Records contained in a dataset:
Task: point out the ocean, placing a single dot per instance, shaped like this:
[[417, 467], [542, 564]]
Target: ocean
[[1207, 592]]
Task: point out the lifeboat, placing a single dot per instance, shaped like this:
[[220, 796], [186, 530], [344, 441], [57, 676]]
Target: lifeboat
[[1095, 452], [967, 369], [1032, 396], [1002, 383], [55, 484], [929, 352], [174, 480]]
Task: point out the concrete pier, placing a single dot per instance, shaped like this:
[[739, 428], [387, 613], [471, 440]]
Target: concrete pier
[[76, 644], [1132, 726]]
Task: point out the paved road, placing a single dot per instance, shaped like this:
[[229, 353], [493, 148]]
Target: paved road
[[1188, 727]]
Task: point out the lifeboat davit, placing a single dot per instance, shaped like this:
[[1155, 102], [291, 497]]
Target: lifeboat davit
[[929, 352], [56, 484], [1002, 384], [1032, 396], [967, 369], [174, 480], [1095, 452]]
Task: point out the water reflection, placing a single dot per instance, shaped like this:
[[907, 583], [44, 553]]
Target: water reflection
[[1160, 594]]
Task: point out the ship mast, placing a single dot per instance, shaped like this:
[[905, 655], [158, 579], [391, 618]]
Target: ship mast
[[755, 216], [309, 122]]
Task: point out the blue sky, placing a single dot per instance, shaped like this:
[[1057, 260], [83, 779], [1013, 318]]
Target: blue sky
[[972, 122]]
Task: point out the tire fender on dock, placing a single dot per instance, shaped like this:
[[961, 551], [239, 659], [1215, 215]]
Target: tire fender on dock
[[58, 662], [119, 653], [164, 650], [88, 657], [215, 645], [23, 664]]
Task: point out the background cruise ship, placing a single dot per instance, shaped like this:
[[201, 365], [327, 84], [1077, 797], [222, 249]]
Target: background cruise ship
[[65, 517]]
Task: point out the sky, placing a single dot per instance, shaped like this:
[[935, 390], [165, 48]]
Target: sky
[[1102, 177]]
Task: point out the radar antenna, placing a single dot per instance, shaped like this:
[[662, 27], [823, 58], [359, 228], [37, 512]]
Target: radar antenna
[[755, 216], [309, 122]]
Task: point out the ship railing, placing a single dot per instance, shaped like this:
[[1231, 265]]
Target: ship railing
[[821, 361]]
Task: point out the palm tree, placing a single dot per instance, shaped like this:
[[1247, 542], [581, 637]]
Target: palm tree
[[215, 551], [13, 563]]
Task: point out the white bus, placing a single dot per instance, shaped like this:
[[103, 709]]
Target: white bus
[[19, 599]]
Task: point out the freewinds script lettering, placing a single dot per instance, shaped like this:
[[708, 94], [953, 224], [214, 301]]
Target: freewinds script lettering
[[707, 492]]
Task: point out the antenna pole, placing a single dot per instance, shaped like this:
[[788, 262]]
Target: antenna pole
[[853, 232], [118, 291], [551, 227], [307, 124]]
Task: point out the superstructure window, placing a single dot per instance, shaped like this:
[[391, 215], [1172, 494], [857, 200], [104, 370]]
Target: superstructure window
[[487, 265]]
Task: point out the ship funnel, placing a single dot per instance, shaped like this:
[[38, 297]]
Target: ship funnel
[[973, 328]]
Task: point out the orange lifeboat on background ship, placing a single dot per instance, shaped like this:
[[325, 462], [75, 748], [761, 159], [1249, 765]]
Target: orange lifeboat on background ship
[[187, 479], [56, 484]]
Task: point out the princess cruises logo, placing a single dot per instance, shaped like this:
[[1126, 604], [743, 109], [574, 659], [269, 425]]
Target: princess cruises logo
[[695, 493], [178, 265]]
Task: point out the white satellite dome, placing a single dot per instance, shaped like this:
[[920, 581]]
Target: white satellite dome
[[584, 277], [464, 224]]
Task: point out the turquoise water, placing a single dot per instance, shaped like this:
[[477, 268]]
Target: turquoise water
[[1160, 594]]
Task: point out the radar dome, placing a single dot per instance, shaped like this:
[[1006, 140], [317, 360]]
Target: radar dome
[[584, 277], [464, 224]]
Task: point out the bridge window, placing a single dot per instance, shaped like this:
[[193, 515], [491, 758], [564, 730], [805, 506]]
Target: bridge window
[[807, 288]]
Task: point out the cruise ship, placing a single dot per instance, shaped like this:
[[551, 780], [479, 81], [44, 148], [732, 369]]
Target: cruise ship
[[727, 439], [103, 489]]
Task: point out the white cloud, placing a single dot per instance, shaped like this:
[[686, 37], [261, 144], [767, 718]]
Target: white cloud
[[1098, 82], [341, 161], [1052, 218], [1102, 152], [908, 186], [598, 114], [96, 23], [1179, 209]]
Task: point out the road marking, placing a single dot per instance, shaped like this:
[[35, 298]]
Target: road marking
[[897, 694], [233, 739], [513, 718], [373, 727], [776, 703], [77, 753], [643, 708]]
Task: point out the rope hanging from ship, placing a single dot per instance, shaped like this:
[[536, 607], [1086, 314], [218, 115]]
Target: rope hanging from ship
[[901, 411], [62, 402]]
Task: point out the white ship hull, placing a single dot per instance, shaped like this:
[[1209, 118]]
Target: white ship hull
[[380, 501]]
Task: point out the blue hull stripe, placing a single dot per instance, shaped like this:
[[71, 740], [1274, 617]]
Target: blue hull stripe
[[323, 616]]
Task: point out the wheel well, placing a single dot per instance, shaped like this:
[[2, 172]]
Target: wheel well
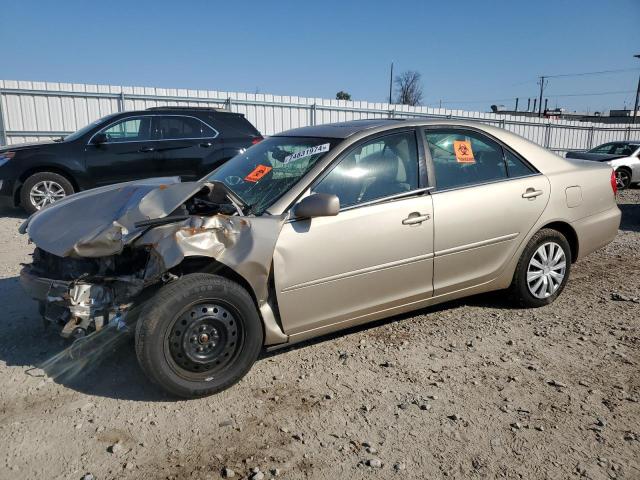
[[570, 234], [28, 173], [210, 265]]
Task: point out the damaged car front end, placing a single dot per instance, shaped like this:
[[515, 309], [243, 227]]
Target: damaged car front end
[[120, 243]]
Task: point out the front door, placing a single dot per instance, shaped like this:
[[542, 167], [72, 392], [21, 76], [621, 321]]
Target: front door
[[374, 256], [128, 153], [486, 201]]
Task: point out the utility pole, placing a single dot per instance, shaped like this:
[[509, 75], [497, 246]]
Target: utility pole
[[391, 83], [540, 101], [635, 108]]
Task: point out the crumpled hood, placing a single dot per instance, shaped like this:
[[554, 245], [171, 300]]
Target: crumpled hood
[[100, 222]]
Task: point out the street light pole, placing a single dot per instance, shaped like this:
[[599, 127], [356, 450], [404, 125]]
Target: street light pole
[[540, 101], [635, 108]]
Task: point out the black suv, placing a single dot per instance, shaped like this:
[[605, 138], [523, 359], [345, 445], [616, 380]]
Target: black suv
[[159, 142]]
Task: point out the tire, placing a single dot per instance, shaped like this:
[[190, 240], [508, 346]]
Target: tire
[[623, 178], [176, 315], [527, 293], [48, 185]]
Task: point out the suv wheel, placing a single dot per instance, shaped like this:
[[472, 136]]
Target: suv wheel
[[42, 189], [543, 269], [198, 335]]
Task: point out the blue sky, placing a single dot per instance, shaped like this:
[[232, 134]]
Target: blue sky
[[470, 53]]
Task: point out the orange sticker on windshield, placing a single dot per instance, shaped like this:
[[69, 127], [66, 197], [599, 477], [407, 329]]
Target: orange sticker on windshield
[[464, 153], [257, 173]]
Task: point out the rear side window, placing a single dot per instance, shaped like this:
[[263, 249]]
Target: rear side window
[[178, 127], [463, 158], [235, 125], [515, 166]]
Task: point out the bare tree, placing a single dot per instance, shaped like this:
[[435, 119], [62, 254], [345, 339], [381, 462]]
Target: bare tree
[[408, 88]]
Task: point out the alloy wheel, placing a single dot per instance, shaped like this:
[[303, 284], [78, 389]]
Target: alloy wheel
[[46, 192], [622, 178], [546, 270]]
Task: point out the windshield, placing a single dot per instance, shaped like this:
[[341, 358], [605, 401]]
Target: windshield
[[264, 172], [87, 128]]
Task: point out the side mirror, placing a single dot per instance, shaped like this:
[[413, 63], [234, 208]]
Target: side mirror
[[99, 138], [317, 205]]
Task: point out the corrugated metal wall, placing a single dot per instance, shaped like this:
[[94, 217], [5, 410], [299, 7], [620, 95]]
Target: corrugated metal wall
[[35, 111]]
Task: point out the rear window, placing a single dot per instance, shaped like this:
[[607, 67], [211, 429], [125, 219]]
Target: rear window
[[233, 124]]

What the task asks —
Set down exactly, and only, the lines from the one containing "[[413, 63], [234, 208]]" to the final line of the data.

Result for this exercise —
[[413, 63], [234, 208]]
Target: side mirror
[[99, 138], [317, 205]]
Task: point out the corrugated metal wall, placing a single dot per instance, shaped like this:
[[94, 217], [5, 410], [299, 7], [620, 95]]
Target: corrugated metal wall
[[35, 111]]
Task: point out the rear window, placing a single dot per instance, shaped like this:
[[607, 67], [211, 429], [125, 219]]
Target: rear window
[[233, 124]]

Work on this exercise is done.